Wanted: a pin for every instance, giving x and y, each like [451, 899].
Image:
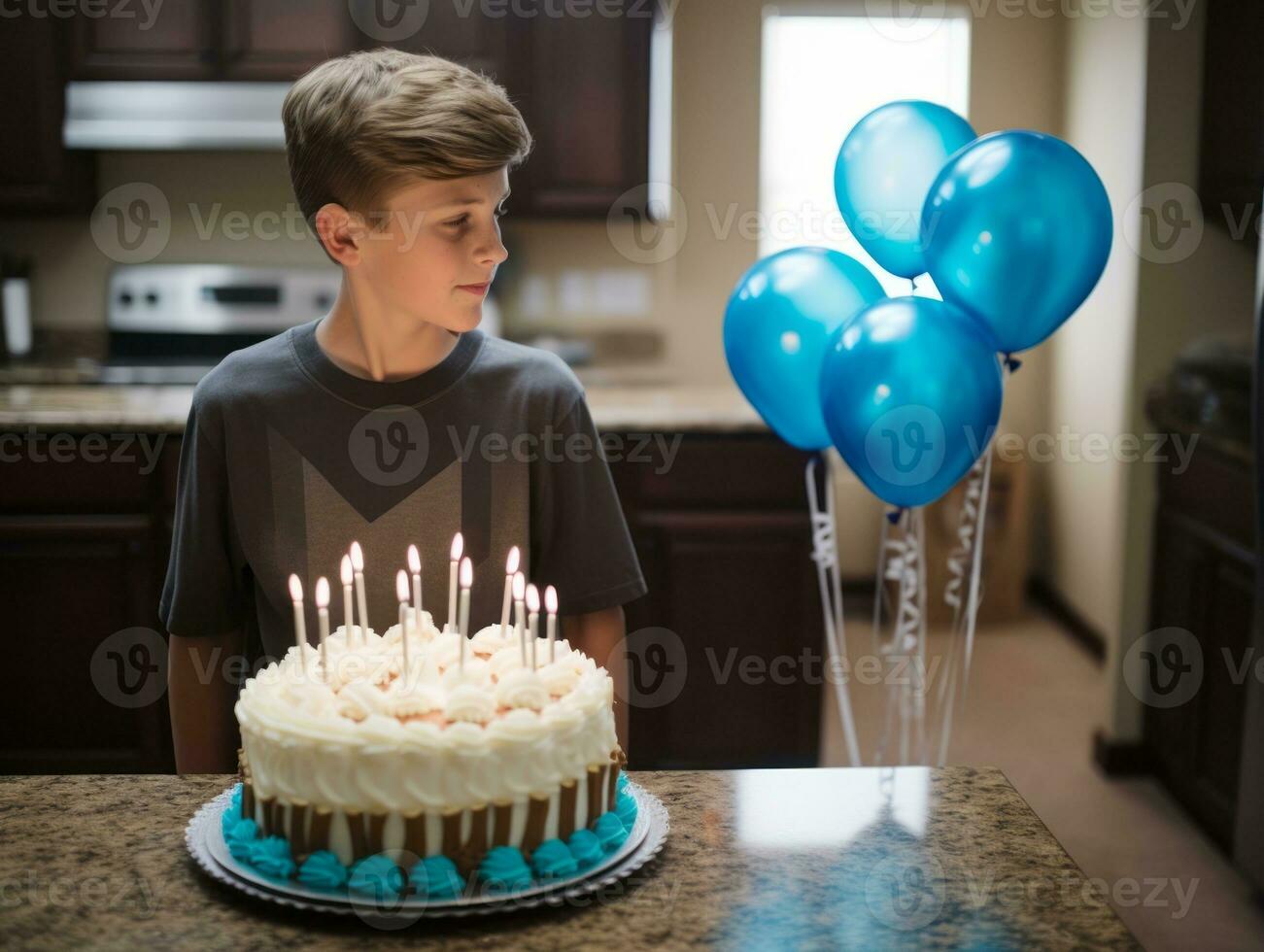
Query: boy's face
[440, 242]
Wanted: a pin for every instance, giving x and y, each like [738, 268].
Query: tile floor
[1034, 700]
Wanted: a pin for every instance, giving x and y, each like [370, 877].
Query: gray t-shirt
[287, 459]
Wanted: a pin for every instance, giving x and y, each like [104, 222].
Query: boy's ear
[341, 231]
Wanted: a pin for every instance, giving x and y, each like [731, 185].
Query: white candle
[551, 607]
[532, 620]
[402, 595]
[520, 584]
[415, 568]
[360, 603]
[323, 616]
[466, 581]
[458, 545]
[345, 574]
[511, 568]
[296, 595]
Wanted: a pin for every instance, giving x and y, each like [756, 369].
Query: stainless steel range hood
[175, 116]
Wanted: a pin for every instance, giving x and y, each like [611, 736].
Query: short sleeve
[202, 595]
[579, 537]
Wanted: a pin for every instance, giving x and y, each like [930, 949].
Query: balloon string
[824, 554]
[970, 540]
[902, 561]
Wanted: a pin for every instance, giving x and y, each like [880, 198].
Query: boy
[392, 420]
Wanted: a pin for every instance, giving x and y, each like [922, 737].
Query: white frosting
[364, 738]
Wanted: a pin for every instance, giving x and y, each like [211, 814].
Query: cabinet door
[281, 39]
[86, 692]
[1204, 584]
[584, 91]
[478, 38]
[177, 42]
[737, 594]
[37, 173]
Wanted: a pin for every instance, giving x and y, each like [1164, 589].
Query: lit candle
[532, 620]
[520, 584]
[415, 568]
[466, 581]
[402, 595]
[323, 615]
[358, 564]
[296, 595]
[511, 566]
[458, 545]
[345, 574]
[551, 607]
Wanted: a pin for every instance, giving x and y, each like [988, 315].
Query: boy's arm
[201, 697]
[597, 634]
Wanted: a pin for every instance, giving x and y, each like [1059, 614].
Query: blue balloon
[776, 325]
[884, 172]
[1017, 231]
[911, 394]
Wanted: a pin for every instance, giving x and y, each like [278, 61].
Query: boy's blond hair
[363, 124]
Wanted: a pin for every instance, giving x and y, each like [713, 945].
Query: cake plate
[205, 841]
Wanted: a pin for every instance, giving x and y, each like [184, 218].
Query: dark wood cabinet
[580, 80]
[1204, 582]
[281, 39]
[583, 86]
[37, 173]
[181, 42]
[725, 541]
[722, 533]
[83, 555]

- Directions for this task
Write out the records in full and exactly, omitting the pictures they hold.

- Solution for this exercise
Wanted: a pin for every instance, giving x and y, each like [451, 899].
Image:
Query: boy's face
[440, 242]
Wanted: a pin for every instance, giving x and y, each like [738, 268].
Query: tile floor
[1034, 700]
Wanted: a pin for every instance, giving x and y, each like [370, 877].
Query: gray t-shirt
[287, 459]
Wanted: a pin for every instance, giving x and y, each like [104, 222].
Query: boy's ear
[341, 231]
Wanted: a pin for every instance, giving x and y, each like [731, 185].
Query: white candle
[551, 607]
[532, 620]
[402, 595]
[520, 584]
[415, 568]
[360, 603]
[323, 616]
[466, 581]
[458, 545]
[345, 574]
[511, 568]
[296, 595]
Wanted: a pin for every instance, giving x and y, each like [756, 369].
Query: stainless steel range hood
[175, 116]
Wanted: a pin for every instance, giving x and y, each like [611, 736].
Query: short sleeve
[202, 595]
[579, 537]
Wanted: a pin for every instance, giving x and y, each like [930, 949].
Query: balloon string
[824, 554]
[970, 540]
[902, 561]
Wanted: a pin for every instance, giving x and y, each like [880, 198].
Query: boy
[392, 420]
Wanted: a pin for every instance, giving x and y, each like [922, 737].
Query: white frosting
[364, 738]
Wanted: a pin for every instance, giving x and y, each like [211, 814].
Query: cabinet door
[281, 39]
[86, 692]
[1204, 584]
[584, 91]
[478, 38]
[177, 42]
[737, 594]
[37, 173]
Wanted: a pin for every instance, giving x and y, each like [1164, 589].
Query: lit candle
[532, 620]
[520, 584]
[415, 568]
[466, 581]
[402, 595]
[323, 615]
[358, 564]
[296, 595]
[511, 566]
[458, 545]
[345, 574]
[551, 607]
Wanted: a pin for every instance, giving x and y, each like [988, 315].
Query: boy's arm
[201, 697]
[597, 634]
Wanted: a pin for every instance, giving x and y, each like [1059, 614].
Query: blue balloon
[776, 325]
[884, 172]
[1017, 231]
[911, 394]
Wanted: a pin for every instance, giving x and y, each like [278, 61].
Query: boy's blond hair
[363, 124]
Wanted: a pin for every instance, giving x and y, each like [713, 945].
Query: cake plate
[205, 841]
Wanted: a pin for every instance, giving x and y, each like [184, 218].
Query: dark wood cabinet
[580, 80]
[1204, 582]
[281, 39]
[583, 86]
[37, 173]
[181, 42]
[725, 541]
[722, 533]
[83, 555]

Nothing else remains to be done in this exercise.